[Problem details] Give back exactly the lines of the material below that start at the line containing "Target: tall wooden post" and end at the line containing "Target: building with green roof", and no others.

[Data in this exercise]
========
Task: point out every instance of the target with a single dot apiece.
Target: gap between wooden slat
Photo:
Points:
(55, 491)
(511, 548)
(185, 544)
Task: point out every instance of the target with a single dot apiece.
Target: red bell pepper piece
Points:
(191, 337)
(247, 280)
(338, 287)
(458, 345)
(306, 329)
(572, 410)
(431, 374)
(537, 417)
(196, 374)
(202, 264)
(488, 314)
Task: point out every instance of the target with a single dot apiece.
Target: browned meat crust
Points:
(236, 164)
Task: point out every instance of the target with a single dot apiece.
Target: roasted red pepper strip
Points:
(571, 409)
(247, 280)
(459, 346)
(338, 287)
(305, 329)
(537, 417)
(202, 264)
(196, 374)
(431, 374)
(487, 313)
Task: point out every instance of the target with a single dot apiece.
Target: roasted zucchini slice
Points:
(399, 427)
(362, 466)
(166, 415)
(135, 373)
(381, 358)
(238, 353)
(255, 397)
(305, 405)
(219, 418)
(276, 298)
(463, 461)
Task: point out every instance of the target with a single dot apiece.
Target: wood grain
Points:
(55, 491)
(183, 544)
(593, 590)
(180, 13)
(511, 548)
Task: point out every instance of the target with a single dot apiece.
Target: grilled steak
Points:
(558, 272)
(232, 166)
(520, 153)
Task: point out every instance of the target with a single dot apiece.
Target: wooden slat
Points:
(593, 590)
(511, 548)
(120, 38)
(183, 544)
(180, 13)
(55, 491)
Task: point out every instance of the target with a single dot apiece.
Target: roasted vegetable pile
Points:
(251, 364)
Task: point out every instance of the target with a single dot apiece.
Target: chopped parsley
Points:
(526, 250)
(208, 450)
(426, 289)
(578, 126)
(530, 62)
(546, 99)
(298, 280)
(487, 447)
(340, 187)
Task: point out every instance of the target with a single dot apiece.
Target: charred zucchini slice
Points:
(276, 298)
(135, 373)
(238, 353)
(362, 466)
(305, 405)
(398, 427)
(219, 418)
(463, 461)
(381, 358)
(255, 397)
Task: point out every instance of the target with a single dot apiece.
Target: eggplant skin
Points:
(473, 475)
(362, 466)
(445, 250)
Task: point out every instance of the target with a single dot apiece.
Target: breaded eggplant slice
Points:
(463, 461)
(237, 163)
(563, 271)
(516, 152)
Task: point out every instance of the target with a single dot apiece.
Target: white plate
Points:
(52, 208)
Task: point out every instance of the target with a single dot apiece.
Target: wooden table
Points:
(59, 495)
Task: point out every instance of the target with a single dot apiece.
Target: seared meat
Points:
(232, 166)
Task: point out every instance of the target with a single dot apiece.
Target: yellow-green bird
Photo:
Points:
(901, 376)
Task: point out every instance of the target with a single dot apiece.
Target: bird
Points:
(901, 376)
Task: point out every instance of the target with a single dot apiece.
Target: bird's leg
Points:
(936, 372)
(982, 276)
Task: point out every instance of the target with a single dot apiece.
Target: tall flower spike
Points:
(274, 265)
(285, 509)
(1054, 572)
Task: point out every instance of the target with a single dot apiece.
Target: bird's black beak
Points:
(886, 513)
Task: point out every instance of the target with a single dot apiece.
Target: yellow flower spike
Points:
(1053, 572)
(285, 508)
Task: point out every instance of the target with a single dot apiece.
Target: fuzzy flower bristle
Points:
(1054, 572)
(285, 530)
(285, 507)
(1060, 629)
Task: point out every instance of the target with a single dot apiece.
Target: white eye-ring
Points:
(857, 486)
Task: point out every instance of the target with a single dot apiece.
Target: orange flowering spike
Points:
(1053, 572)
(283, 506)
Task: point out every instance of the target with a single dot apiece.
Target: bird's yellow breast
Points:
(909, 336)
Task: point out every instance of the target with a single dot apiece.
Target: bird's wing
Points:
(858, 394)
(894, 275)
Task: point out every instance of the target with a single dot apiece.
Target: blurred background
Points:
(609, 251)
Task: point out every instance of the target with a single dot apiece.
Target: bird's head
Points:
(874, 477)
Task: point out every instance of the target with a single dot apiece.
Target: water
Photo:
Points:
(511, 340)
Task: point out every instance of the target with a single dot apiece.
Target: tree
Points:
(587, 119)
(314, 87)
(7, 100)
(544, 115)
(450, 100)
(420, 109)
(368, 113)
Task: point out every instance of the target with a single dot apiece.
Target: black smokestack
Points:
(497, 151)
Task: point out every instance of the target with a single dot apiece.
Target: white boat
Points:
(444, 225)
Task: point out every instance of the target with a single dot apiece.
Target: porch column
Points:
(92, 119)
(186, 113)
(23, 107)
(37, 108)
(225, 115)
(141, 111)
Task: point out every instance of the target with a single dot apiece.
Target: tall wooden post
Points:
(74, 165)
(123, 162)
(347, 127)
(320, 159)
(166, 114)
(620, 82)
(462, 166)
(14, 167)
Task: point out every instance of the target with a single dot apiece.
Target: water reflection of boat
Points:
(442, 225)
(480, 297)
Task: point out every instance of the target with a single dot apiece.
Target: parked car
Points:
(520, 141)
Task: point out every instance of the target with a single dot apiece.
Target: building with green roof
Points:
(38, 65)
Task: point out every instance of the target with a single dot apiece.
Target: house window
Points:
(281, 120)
========
[Answer to the problem]
Target: tall wooden post
Points:
(74, 165)
(123, 162)
(347, 127)
(320, 159)
(166, 114)
(620, 82)
(462, 166)
(14, 167)
Task: point out every instance of the target with a single dot apiece.
Target: water reflection of boat
Points:
(442, 225)
(480, 297)
Task: point out every instance of the target with a single dot apiece.
Target: parked car
Points:
(520, 141)
Task: point out every instance of the target with a single dot apiece.
Target: building with green roof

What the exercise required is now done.